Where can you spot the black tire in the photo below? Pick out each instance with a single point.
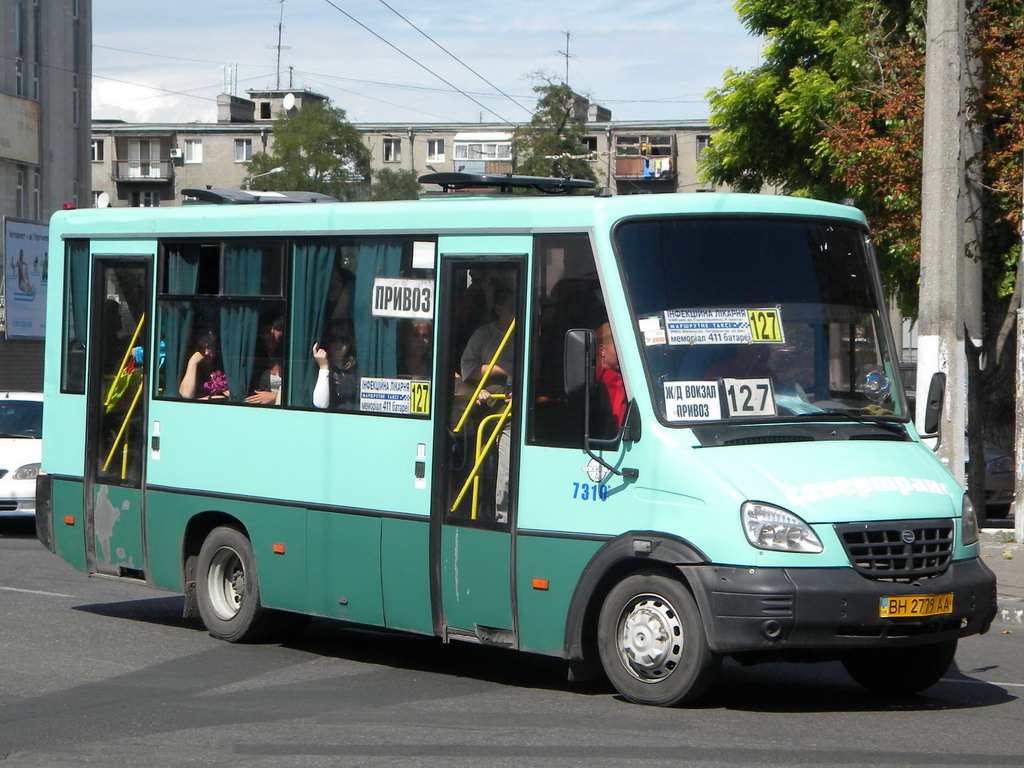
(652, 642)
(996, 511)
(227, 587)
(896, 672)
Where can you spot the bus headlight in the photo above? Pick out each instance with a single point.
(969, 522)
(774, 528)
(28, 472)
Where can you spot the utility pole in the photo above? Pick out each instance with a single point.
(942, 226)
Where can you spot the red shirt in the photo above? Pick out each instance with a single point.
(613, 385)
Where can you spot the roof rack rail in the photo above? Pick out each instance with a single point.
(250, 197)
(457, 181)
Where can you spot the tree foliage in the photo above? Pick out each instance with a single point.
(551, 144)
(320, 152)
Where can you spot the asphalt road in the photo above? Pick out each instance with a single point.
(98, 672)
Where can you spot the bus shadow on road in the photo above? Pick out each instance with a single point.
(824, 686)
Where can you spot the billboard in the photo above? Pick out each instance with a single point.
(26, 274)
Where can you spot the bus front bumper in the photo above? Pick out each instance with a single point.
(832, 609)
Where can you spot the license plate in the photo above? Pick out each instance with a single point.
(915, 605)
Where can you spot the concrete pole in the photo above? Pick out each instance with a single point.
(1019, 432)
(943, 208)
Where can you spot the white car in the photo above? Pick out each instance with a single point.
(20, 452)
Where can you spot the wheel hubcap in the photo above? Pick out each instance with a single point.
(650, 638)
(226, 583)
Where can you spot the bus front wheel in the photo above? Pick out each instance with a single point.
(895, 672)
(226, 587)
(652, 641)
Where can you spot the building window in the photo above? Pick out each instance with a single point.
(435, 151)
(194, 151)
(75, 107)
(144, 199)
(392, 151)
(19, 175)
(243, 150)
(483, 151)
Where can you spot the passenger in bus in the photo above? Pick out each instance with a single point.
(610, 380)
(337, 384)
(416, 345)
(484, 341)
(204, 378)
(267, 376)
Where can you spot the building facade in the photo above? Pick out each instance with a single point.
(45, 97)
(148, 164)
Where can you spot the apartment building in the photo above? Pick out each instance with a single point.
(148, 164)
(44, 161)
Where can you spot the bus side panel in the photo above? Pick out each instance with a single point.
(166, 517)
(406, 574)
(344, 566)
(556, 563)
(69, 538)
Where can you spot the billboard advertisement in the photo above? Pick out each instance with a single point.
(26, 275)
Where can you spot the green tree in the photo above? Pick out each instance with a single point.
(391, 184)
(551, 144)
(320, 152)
- - - -
## WHAT YOU NEED TO DO
Repeat, character for character, the lines from the one that holds "Where can you spot the billboard in" to the final line of the material, inclusive, and no other lines.

## EXERCISE OUTPUT
Where can you spot the billboard in the photo above? Pick out each instance with a single point.
(26, 274)
Where can you spot the bus front bumper in the photo above? Pick out each instance with a single point.
(832, 609)
Where can you spot the license plate in the photo above? Pick out each instance with a single point.
(915, 605)
Where can you spot the concrete pole in the photo above? Pick out each instance with a single point.
(1019, 432)
(943, 208)
Where can you spot the white car in the photo above? Pick out each instance with a single point.
(20, 452)
Where can you spot the wheel hubcap in the photo above? Pick out each instance with a single point.
(650, 638)
(226, 583)
Where can you spot the bus front wheel in the photo above? Pick out each instance with a single point.
(895, 672)
(226, 587)
(652, 641)
Where can you spot the building window in the photo above? Pick out each instance with a single point.
(435, 151)
(194, 151)
(75, 107)
(144, 199)
(392, 151)
(19, 175)
(243, 150)
(483, 151)
Where can you spot the passenger in bus in the photo above? Pick out each instance with a single point.
(610, 380)
(337, 384)
(416, 345)
(484, 341)
(204, 378)
(267, 376)
Where can you spot the building facade in the photo above? Pick out each instance with a single point.
(45, 97)
(148, 164)
Where can you spot the apartment building in the photo above? Pick out each instance with a single point.
(148, 164)
(44, 161)
Where can you spot the bus side panel in the photo above? Pick out each instance with a single point.
(166, 517)
(406, 574)
(344, 566)
(556, 563)
(69, 538)
Where can you spot the billboard advertisement in the photo above? Pick out each instance with a single point.
(26, 275)
Where can you spot the green tree in the photo above? Pick out each instance with a single point.
(391, 184)
(551, 144)
(320, 152)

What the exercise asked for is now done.